§ Exercise
Revise the listing below by replacing every "instance" with "occurrence" and leaving all other text unchanged. Give back the revised lines without the pictures.
Start of Exercise material
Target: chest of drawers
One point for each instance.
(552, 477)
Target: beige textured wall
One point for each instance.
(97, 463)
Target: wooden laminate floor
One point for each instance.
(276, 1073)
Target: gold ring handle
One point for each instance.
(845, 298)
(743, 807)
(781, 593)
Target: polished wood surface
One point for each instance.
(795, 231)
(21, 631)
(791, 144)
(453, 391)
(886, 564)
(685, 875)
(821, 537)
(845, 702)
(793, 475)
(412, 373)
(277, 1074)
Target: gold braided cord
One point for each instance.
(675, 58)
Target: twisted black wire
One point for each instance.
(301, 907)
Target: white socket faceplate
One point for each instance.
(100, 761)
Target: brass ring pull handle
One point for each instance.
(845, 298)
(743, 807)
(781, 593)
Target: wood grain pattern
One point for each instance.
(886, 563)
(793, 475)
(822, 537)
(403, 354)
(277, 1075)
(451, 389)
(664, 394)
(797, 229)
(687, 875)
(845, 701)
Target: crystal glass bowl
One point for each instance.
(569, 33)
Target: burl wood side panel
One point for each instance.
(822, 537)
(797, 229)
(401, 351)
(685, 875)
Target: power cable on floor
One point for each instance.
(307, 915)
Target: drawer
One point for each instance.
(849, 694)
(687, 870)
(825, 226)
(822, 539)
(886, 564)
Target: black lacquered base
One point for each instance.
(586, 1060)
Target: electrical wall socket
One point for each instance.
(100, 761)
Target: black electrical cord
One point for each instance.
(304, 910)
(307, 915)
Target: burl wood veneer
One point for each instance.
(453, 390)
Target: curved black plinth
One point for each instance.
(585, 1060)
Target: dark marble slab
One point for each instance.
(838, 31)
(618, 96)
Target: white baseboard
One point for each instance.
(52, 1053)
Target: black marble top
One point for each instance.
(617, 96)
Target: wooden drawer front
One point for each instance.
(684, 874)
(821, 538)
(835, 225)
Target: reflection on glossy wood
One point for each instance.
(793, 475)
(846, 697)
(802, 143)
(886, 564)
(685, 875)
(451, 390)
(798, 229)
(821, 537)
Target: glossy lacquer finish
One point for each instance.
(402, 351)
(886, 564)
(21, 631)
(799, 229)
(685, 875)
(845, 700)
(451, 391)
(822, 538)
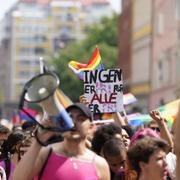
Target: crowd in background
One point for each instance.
(103, 151)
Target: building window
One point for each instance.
(160, 24)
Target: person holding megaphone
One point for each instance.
(68, 158)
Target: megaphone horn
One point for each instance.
(42, 90)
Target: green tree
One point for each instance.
(103, 35)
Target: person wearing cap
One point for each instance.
(66, 160)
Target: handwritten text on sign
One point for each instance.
(103, 89)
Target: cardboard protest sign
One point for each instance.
(103, 90)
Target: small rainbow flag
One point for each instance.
(129, 98)
(93, 64)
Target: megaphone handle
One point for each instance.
(32, 118)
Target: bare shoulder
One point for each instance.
(102, 168)
(43, 154)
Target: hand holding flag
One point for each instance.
(93, 64)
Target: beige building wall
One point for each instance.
(141, 50)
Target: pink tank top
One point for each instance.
(61, 167)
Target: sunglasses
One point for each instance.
(155, 129)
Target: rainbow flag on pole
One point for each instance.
(93, 64)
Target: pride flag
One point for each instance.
(129, 98)
(168, 111)
(93, 64)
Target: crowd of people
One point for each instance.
(91, 151)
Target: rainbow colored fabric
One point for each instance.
(93, 64)
(168, 111)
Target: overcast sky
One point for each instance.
(6, 4)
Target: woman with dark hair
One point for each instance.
(147, 157)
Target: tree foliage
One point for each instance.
(103, 35)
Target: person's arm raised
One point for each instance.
(33, 160)
(102, 167)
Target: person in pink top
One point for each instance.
(66, 160)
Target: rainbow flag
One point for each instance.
(168, 111)
(129, 98)
(93, 64)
End of Exercise material
§ Solved exercise
Target: chest of drawers
One point for each occurrence.
(552, 477)
Target: beige textured wall
One point for each occurrence.
(97, 463)
Target: wooden laminate floor
One point for each occurrence.
(276, 1073)
Target: gold ring handle
One point for each occurrence.
(845, 298)
(743, 807)
(781, 593)
Target: polished wood surface
One point for each occurrence.
(795, 231)
(21, 631)
(791, 144)
(453, 391)
(886, 564)
(685, 875)
(821, 537)
(845, 702)
(793, 475)
(412, 373)
(277, 1074)
Target: gold braided cord
One point for each occurrence.
(675, 58)
Target: twisted black wire
One point for each occurrence.
(301, 907)
Target: white socket faceplate
One point for each occurrence.
(100, 761)
Target: brass ring pull handle
One point for each occurrence.
(845, 298)
(743, 807)
(781, 593)
Target: wood grain pattern
One point for each occurrence.
(886, 563)
(793, 475)
(822, 537)
(403, 354)
(277, 1075)
(451, 389)
(664, 394)
(797, 229)
(687, 875)
(845, 701)
Target: crystal glass bowl
One point for each occurrence.
(569, 33)
Target: burl wood side panel
One point for each occurrence.
(822, 537)
(797, 229)
(401, 351)
(685, 875)
Target: power cable on floor
One point for each occurrence.
(307, 915)
Target: drawer
One point for each occurrence.
(849, 694)
(687, 870)
(825, 226)
(822, 539)
(886, 564)
Target: black lacquered base
One point for each occurrence.
(586, 1060)
Target: electrical wall socket
One point for each occurrence.
(100, 761)
Target: black electrical cord
One point for each occurrence.
(304, 910)
(307, 915)
Target: burl wood veneer
One point for each occurrence.
(453, 390)
Target: curved black plinth
One point for each occurrence.
(585, 1060)
Target: dark marble slab
One point for each occurrence.
(838, 31)
(618, 96)
Target: white baseboard
One point for each occurrence.
(52, 1053)
Target: black marble top
One point for each occurrence.
(617, 96)
Target: wooden drawer front
One point for each occurrence.
(684, 874)
(821, 538)
(835, 225)
Target: reflection on glossy wood
One point for each occurrence.
(793, 475)
(846, 697)
(802, 143)
(886, 564)
(685, 875)
(451, 390)
(798, 229)
(821, 537)
Target: glossy lacquer finish
One point for each occurrence.
(402, 351)
(886, 564)
(21, 631)
(799, 229)
(685, 875)
(845, 700)
(451, 391)
(822, 538)
Target: crowd in background
One point for each occurrence.
(103, 151)
Target: building window
One point for each occurrence.
(160, 24)
Target: person holding megaphone
One point for each occurrence.
(68, 158)
Target: megaphone horn
One point for each occurrence.
(42, 90)
Target: green tree
One point for each occurrence.
(103, 35)
Target: person wearing cap
One point for each occurrence.
(66, 160)
Target: handwritten text on sign
One point for each occurrence.
(103, 89)
Target: cardboard protest sign
One point for each occurrence.
(103, 90)
Target: small rainbow flag
One point for each occurrence.
(129, 98)
(93, 64)
Target: megaphone handle
One point for each occurrence.
(32, 118)
Target: bare shoulder
One point for each occurrence.
(102, 168)
(43, 154)
Target: hand holding flag
One point for each occurrence.
(93, 64)
Target: beige building wall
One point for each occurrence.
(141, 50)
Target: pink tank top
One point for each occurrence.
(61, 167)
Target: sunglasses
One point for each occurrence.
(155, 129)
Target: rainbow flag on pole
One point for each occurrence.
(93, 64)
Target: pride flag
One point for each occurrence.
(129, 98)
(168, 111)
(93, 64)
Target: crowd of people
One point for each occurrence.
(91, 151)
Target: rainbow colored fabric
One point for each occurrence.
(93, 64)
(168, 111)
Target: overcast sky
One point for each occurrence.
(6, 4)
Target: woman with dark hair
One point for each occurrence.
(147, 157)
Target: tree foliage
One point for each occurrence.
(103, 35)
Target: person's arm raised
One point for each occurrence.
(33, 160)
(102, 167)
Target: person in pink top
One point for each occurrence.
(66, 160)
Target: rainbow flag
One point for each occurrence.
(168, 111)
(129, 98)
(93, 64)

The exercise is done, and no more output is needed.